[Detection annotation records]
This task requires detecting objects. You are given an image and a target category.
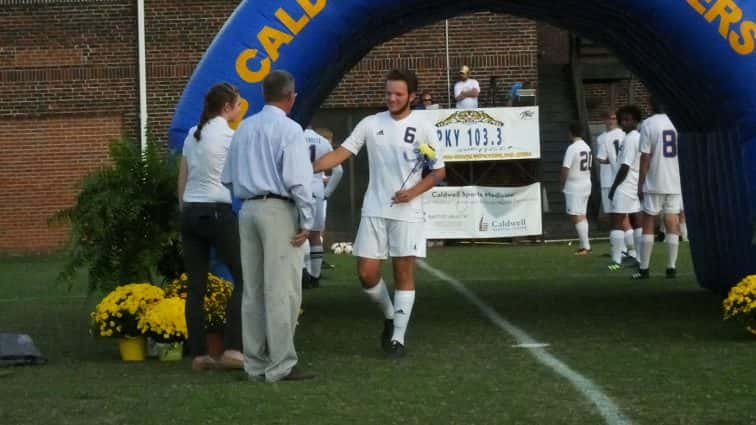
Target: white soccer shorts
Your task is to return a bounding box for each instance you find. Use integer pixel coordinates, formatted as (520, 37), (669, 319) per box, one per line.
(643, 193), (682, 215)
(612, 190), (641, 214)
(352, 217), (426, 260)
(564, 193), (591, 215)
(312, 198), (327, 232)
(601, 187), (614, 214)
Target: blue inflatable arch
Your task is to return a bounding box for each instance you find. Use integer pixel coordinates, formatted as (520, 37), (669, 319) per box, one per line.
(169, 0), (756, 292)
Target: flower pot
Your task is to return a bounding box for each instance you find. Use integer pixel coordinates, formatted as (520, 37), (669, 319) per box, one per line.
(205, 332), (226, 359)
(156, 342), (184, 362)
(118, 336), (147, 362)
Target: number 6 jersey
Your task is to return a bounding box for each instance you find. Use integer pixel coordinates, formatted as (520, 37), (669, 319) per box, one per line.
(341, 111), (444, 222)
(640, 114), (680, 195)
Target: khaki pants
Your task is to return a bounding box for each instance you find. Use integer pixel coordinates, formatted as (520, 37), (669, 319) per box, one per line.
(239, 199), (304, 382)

...

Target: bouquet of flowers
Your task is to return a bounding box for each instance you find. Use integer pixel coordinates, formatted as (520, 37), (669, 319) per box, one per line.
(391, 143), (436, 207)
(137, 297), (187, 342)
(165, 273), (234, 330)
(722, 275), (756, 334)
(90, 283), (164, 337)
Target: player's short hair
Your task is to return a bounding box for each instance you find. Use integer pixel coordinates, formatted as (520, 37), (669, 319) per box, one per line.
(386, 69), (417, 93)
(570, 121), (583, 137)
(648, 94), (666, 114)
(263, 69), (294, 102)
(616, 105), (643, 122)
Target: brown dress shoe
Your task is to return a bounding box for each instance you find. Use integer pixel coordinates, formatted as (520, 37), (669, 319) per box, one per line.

*WHAT IS BEING ASKED:* Output the records from the line with "Target: flower pot" to the line with "(118, 336), (147, 362)", both lines included, as a two-column CSV with the headers input and output. Give one row per record, with its text under input and its answer under output, each in a single quoted field with line breaks replaced by spaces.

*OUTPUT BELOW:*
input,output
"Target: flower pot Your task is to return a bounding box for each instance you find. Use integer pixel coordinates, formatted as (520, 37), (669, 319) per box, one per line.","(205, 332), (226, 359) (156, 342), (184, 362) (118, 336), (147, 362)"